Objetivo proposto: Transcreva fielmente todas as entradas abaixo, linha por linha, sem alterar nenhum caractere.

Linhas de um conjunto de dados de rotulagem de caixas:
===============

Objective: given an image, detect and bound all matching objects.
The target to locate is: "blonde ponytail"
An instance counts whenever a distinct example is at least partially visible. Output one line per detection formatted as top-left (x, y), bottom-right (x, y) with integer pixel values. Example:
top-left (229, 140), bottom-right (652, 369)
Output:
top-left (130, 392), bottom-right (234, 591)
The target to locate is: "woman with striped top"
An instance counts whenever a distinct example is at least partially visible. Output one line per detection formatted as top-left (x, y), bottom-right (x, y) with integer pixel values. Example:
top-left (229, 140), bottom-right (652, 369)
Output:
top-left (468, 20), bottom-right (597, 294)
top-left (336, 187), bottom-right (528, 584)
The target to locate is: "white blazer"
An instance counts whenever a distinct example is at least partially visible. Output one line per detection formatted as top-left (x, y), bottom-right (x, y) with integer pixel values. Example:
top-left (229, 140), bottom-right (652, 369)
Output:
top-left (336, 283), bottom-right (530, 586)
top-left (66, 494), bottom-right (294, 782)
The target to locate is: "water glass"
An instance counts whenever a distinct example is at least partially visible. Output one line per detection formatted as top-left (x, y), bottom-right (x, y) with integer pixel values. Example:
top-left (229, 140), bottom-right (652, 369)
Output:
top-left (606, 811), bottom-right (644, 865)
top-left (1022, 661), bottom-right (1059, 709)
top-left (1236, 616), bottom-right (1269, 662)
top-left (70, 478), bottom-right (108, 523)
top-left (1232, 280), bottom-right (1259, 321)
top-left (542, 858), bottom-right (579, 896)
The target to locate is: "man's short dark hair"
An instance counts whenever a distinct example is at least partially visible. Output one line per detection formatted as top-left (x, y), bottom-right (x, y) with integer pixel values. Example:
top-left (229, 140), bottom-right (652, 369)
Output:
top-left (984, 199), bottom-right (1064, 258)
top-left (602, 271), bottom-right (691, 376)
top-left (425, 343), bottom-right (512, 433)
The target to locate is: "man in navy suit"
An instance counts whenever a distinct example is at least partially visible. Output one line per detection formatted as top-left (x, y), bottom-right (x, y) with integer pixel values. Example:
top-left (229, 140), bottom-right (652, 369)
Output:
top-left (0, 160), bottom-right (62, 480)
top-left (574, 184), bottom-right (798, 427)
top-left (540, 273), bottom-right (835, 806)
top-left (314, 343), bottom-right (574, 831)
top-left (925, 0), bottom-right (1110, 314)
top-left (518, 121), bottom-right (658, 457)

===============

Resposta do exercício:
Objective: given an image, detect and bound all matching objects.
The target to locate is: "blonde ponytail"
An instance counts whenever a distinct example is at least partially visible. Output one line per detection formatted as top-left (x, y), bottom-right (x, y) with integer pixel values. Example:
top-left (229, 140), bottom-right (652, 369)
Output:
top-left (130, 392), bottom-right (234, 591)
The target to locate is: "woman with striped top"
An instance counts whenever a distinct example is at least partially visible. Output one line per detection formatted as top-left (x, y), bottom-right (x, y) with integer pixel values. Example:
top-left (229, 140), bottom-right (652, 369)
Output:
top-left (468, 20), bottom-right (597, 294)
top-left (336, 187), bottom-right (528, 584)
The target to locate is: "white blazer"
An instance counts whenever a distinct example is at least partially visible. Output one line per detection formatted as top-left (x, y), bottom-right (x, y) with integer pixel values. Example:
top-left (229, 140), bottom-right (652, 369)
Output:
top-left (336, 283), bottom-right (530, 586)
top-left (66, 494), bottom-right (294, 782)
The target to locate is: "water glass"
An instance counts whenever a distinct example is at least partially visible. Output one line per detection formatted as top-left (x, y), bottom-right (x, y) with integer pixel values. Example:
top-left (229, 140), bottom-right (652, 369)
Output:
top-left (606, 811), bottom-right (644, 865)
top-left (1022, 661), bottom-right (1059, 709)
top-left (1236, 616), bottom-right (1269, 662)
top-left (70, 478), bottom-right (108, 523)
top-left (1232, 280), bottom-right (1259, 321)
top-left (542, 858), bottom-right (579, 896)
The target to locate is: "man's short dark hair"
An instance counts whenever a distinct example is at least partially visible. Output one line per detection formatted as top-left (x, y), bottom-right (x, y) with integer pixel values. Example:
top-left (229, 140), bottom-right (652, 369)
Output:
top-left (984, 199), bottom-right (1064, 258)
top-left (602, 271), bottom-right (691, 376)
top-left (425, 343), bottom-right (512, 433)
The target to locate is: "man in navy suit"
An instance counts whenever a distinct example is at least partially visible. Output one line per detection formatted as top-left (x, y), bottom-right (x, y) with integer pixel values. Example:
top-left (229, 140), bottom-right (652, 369)
Output:
top-left (0, 160), bottom-right (62, 480)
top-left (574, 184), bottom-right (798, 427)
top-left (540, 273), bottom-right (835, 806)
top-left (314, 343), bottom-right (574, 831)
top-left (925, 0), bottom-right (1110, 314)
top-left (518, 121), bottom-right (658, 457)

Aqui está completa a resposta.